文本节选:

韦明铧:红楼梦断靖家营
红楼梦断靖家营
韦明铧
在扬州江都,有一个名不见经传的村子,叫做靖家营。如果不是因为靖本《红楼梦》的缘故,也许永远不会有人谈起靖家营。
《红楼梦》的版本主要分为两个系统,一是“脂批本”系统,一是“程高本”系统。在众多的版本中,最为神秘的要数从扬州靖家营流散出去的靖本。此本存七十八回,缺第二十八与二十九回,自别本抄配,附于八十回后。原本分十九小册,合装成十厚册。
靖本当是《红楼梦》的一个早期抄本,属于脂批本系统,因为是扬州靖家所藏,故名。靖家本系八旗辽阳某氏,因有军功,赐姓“靖”,始迁扬州的时间约在乾嘉之际。靖家移居扬州后,先居今江都,靖家营就因靖家得名。后来迁扬州城北黄金坝。清末复迁南京浦口明远里,明远里亦因靖家得名,因为明远堂为靖家堂名。1965年前,靖家尚有宗谱,可惜在十年动乱中毁去。靖本《红楼梦》系靖家祖传之物,但究竟是何人何时从何处得到,已无从稽考,成为悬案。
靖本默默无闻地埋藏民间至少百年,直到1959年才被人发现,引起了红学界的瞩目。
靖本的发现过程据说是这样的:靖应鹍先生有一位友人毛国瑶先生,于1956年考入合肥师范学院中文系,次年因被错划右派而被遣送回浦口老家。毛国瑶先生在寂寞之馀,去靖家借书看,无意中在书堆里发现了一部十厚册的抄本《红楼梦》。自1954年全国性的《红楼梦》讨论以来,这部书的价值已为人所共知。毛国瑶在大学中文系念了一年书,自然有一定的文化素养。他初一翻阅,发现书中夹有大量批语,引起了强烈的兴趣,便将此书借回家中。毛国瑶手中原有一部有正书局石印本的《红楼梦》即戚本,他将两种书里的批语逐一对照,发现靖家抄本的批语远比戚本为多,便将戚本没有的那些批语逐一抄誊,后来又转录到一本练习簿上。这些批语多达一百五十多条,这就是目前国内外红学界广泛流传的靖本脂批的由来。

数据摘录:
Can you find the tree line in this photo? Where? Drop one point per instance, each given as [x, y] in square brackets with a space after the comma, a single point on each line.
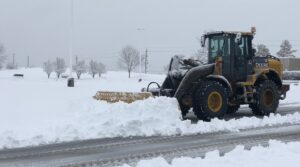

布置任务:
**1.** 根据关于靖本《红楼梦》的这篇文章,毛国瑶把戚本没有的批语抄录下来,一共有多少条?
**2.** 请从关于靖本《红楼梦》的这篇文章最后一句之后接着写下去。

作答内容:
**1.** 多达一百五十多条。

**2.**
毛先生当时抄录这些批语,只是为了排遣苦闷,并无其他意图,据说他本人也不完全了解这些批语的价值。过了几个月,他将书还给了靖家。到1964年,毛国瑶偶然发现《文学评论》上刊有一篇俞平伯先生的文章,其中某一论点与抄本中的某一批语颇有关合之处,他便将靖本及批语的情况写信告诉著名红学家俞平伯。俞先生一见此信,高兴异常,立即复信毛国瑶,说这些批语很有价值,希望能够提供原书,一睹为快,好做进一步的研究。毛国瑶当即赶到靖家,告诉他们这一情况,希望重借原书。但此时,所谓靖本却不翼而飞了。书究竟到哪里去了呢?据说1962年自然灾害期间,靖应鹍的妻子将家中的不少杂物书籍卖掉了换米,至于这部书是否也夹入其中,她已经浑无印象。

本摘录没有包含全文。